İstenen görev —
Aşağıdaki Aramco haberine dayanarak şu soruları yanıtlayın:
1. Mutabakat zaptı hangi iki şirket arasında imzalandı?
2. Mutabakat zaptı ham petrol ve kimyasal ürünlerin yanı sıra hangi alanları da kapsıyor?
3. Şi Cinping Suudi Arabistan'a hangi tarihte ve kaç günlük bir ziyaret için geldi?

Metin parçası —
Suudi Arabistan resmi ajansı SPA’da yer alan haberde, Aramco ile Shandong Energy arasında ham petrol ihracatının yanı sıra kimyasal ürünleri satın almayla ilgili anlaşmaları içeren mutabakat zaptı imzalandığı belirtildi.
İmza töreninde Aramco’nun Çin şirketleriyle işbirliğinin önemine dikkat çekildiği aktarıldı.
Haberde, bu anlaşmayla Aramco’nun Çin’in Şantung eyaletindeki rafinaj ve petrokimya sektörünün gelişmesindeki rolünün destekleneceği ve söz konusu mutabakat zaptının aynı zamanda hidrojenle ilgili teknolojiler, yenilenebilir enerji kaynakları ve karbon depolama alanlarını da kapsadığı kaydedildi.
Haberde ifadelerine yer verilen Saudi Aramco’nun Arama ve Üretim Kıdemli Başkan Yardımcısı Muhammed Al-Kahtani ise bu mutabakat zaptıyla rafinaj ve petrokimya alanlarında öncü olan Çin’de yeni büyüme süreçlerine girebileceklerini söyledi.
Zirvede “işbirliği ve toprak bütünlüğünü destekleme” vurgusu
Çin Devlet Başkanı Şi Cinping, Çin-Arap Ülkeleri Zirvesi ve Çin-Körfez İşbirliği Örgütü Zirvesi’ne katılmak üzere 3 günlük bir ziyaret için 7 Aralık’ta Suudi Arabistan’a gelmişti. Şi, Suudi Arabistan Kralı Selman ile iki ülke arasında “kapsamlı stratejik ortaklık anlaşması” imzalamıştı.

Sağlanan veriler —
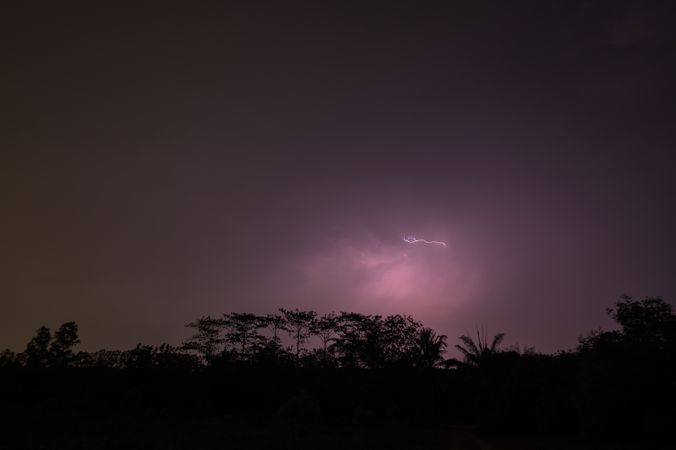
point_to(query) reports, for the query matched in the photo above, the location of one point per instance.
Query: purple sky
(159, 164)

Doğru çıktı —
1. Mutabakat zaptı Aramco ile Shandong Energy arasında imzalandı.
2. Mutabakat zaptı hidrojenle ilgili teknolojileri, yenilenebilir enerji kaynaklarını ve karbon depolama alanlarını da kapsıyor.
3. Şi Cinping, 7 Aralık'ta 3 günlük bir ziyaret için Suudi Arabistan'a geldi.